■ **Set problem**
Pictures stay out; everything else in the records below is copied exactly.

■ **Extracted material**
..........

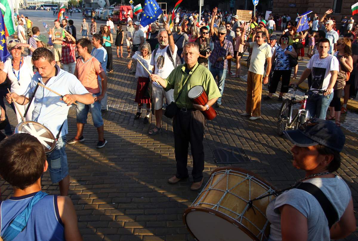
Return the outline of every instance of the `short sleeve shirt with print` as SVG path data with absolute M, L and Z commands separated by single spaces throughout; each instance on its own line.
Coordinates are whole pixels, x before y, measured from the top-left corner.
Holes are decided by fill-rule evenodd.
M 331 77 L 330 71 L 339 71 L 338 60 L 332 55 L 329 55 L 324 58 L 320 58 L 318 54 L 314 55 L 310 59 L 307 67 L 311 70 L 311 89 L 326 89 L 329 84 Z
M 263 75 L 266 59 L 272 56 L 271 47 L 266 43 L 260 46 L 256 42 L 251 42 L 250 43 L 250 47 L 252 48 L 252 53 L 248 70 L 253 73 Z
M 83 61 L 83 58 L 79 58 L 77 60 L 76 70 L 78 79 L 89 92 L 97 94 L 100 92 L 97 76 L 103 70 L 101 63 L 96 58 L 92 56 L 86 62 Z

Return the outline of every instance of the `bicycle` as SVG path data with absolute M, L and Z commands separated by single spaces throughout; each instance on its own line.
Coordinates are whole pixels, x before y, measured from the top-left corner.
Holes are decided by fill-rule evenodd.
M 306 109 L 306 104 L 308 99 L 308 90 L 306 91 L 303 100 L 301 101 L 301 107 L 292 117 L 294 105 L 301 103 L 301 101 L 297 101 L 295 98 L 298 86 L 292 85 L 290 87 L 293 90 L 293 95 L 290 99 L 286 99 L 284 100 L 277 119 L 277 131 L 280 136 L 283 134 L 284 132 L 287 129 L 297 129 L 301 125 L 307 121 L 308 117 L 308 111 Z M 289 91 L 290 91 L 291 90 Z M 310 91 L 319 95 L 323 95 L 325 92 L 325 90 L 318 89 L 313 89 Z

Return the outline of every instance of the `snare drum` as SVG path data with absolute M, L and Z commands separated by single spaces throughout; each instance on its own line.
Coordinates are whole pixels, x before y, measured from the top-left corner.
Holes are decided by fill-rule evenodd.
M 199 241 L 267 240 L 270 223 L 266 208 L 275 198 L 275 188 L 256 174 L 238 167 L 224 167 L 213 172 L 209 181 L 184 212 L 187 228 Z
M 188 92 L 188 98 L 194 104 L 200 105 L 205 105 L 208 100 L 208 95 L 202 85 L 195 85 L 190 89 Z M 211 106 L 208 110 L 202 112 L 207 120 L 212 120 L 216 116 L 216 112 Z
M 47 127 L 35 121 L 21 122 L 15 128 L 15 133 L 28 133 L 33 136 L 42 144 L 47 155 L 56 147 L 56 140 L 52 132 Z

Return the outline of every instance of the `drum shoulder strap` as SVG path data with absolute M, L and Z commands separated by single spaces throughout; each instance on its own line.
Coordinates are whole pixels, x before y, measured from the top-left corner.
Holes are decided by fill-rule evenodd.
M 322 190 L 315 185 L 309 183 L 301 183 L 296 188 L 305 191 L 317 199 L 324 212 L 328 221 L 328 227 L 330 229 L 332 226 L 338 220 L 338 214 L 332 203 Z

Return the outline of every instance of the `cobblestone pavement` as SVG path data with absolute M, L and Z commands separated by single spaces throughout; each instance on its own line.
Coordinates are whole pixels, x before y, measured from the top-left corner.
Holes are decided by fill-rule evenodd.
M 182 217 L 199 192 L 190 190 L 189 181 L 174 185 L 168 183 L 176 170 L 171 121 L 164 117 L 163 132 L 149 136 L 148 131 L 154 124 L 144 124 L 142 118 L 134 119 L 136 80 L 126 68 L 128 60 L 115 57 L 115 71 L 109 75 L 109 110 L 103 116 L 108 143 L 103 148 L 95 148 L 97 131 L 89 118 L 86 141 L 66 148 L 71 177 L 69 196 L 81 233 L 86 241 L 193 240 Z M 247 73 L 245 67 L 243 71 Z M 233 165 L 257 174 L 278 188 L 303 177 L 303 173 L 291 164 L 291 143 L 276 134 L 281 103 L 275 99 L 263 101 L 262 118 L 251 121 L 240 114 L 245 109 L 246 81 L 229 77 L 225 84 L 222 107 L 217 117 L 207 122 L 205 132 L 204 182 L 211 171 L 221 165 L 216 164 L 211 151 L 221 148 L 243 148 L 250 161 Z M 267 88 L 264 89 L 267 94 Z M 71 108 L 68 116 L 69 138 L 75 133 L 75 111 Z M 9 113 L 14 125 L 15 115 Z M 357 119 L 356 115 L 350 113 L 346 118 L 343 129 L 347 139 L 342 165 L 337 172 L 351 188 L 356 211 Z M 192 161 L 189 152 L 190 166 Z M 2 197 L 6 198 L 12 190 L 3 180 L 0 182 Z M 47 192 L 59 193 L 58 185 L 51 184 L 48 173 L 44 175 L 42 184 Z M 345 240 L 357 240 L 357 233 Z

..........

■ **Expected output**
Return the outline of every instance of the `short sleeve shirt with print` as SVG path data with absolute M, L and Z commands separated by single spaces throughout; each instance on its own line.
Coordinates are whole pixels, x before y, measured from the top-left corner.
Holes are decided by fill-rule evenodd.
M 331 77 L 330 71 L 339 71 L 338 60 L 332 55 L 329 55 L 324 58 L 320 58 L 318 54 L 314 55 L 310 59 L 307 67 L 311 70 L 311 89 L 326 89 L 329 84 Z
M 263 75 L 266 59 L 272 56 L 271 47 L 266 43 L 260 46 L 256 42 L 251 42 L 250 43 L 250 47 L 252 48 L 252 53 L 248 70 L 253 73 Z
M 83 61 L 83 58 L 79 58 L 77 60 L 76 70 L 78 79 L 89 92 L 97 94 L 100 92 L 97 76 L 103 70 L 101 63 L 96 58 L 92 56 L 86 62 Z

Return the outline of every instance of the `bicycle` as SVG path data with absolute M, L and Z commands separated by single spaces throughout; each instance on its own line.
Coordinates are whole pixels, x before y, measured from the top-left corner.
Holes are decided by fill-rule evenodd.
M 306 109 L 306 104 L 308 99 L 308 90 L 306 91 L 303 100 L 301 101 L 301 107 L 292 117 L 294 105 L 301 103 L 301 101 L 297 101 L 295 98 L 298 86 L 292 85 L 290 87 L 293 90 L 293 95 L 290 99 L 286 99 L 284 100 L 277 119 L 277 131 L 280 136 L 283 134 L 284 132 L 287 129 L 297 129 L 301 125 L 307 121 L 308 117 L 308 111 Z M 289 91 L 290 91 L 291 90 Z M 310 91 L 319 95 L 323 95 L 325 92 L 325 90 L 318 89 L 313 89 Z

Return the outline of every instance of the `snare drum` as SVG path data with absolute M, L and Z commands separated by single spaces throughout; each instance on its own line.
Coordinates are whole pixels, x before y, measured from the top-left corner.
Holes are decided by fill-rule evenodd.
M 199 241 L 267 240 L 270 223 L 266 208 L 275 198 L 275 188 L 256 174 L 238 167 L 224 167 L 213 172 L 209 181 L 184 212 L 187 228 Z
M 188 92 L 188 98 L 194 104 L 200 105 L 205 105 L 208 100 L 208 95 L 202 85 L 195 85 L 190 89 Z M 211 106 L 208 110 L 202 112 L 207 120 L 212 120 L 216 116 L 216 112 Z
M 47 127 L 35 121 L 21 122 L 15 128 L 15 133 L 28 133 L 33 136 L 42 144 L 47 155 L 56 147 L 56 140 L 52 132 Z

Return the outline of every instance of the `drum shoulder strap` as SVG path data with absolute M, L and Z commands separated by single spaces throughout; each instance on its own line.
Coordinates are whole pixels, x before y, measured from the top-left corner.
Holes are decided by fill-rule evenodd.
M 322 190 L 315 185 L 309 183 L 301 183 L 296 188 L 305 191 L 317 199 L 324 212 L 328 221 L 328 227 L 330 229 L 332 226 L 338 220 L 338 214 L 332 203 Z

Return the outline of every instance of the `cobblestone pavement` as SVG path data with absolute M, L and Z commands separated by single spaces throughout; each instance on its own line.
Coordinates are whole pixels, x before y, measured from the top-left corner.
Holes are decided by fill-rule evenodd.
M 182 217 L 199 192 L 190 190 L 189 181 L 174 185 L 168 183 L 176 170 L 171 121 L 164 117 L 163 132 L 149 136 L 148 131 L 154 124 L 144 124 L 142 118 L 134 119 L 136 80 L 126 68 L 128 60 L 115 57 L 115 71 L 109 75 L 109 110 L 103 116 L 108 143 L 103 148 L 95 148 L 97 131 L 89 118 L 86 141 L 66 148 L 71 177 L 69 196 L 81 233 L 86 241 L 193 240 Z M 247 73 L 245 67 L 243 71 Z M 233 165 L 257 174 L 278 188 L 303 177 L 303 173 L 291 164 L 291 143 L 276 134 L 281 103 L 275 99 L 263 101 L 262 118 L 251 121 L 240 114 L 245 109 L 246 81 L 229 77 L 225 84 L 222 107 L 217 117 L 207 122 L 205 132 L 204 182 L 211 171 L 221 165 L 216 164 L 211 151 L 221 148 L 243 148 L 250 161 Z M 267 88 L 264 89 L 267 94 Z M 71 108 L 68 116 L 69 138 L 75 133 L 75 111 Z M 9 113 L 14 125 L 15 115 Z M 357 119 L 356 115 L 350 113 L 346 118 L 343 129 L 347 139 L 342 165 L 337 172 L 351 188 L 356 211 Z M 192 161 L 189 152 L 190 166 Z M 2 197 L 6 198 L 12 190 L 3 180 L 0 182 Z M 47 192 L 59 193 L 58 185 L 51 184 L 48 173 L 44 175 L 42 184 Z M 345 240 L 357 240 L 357 233 Z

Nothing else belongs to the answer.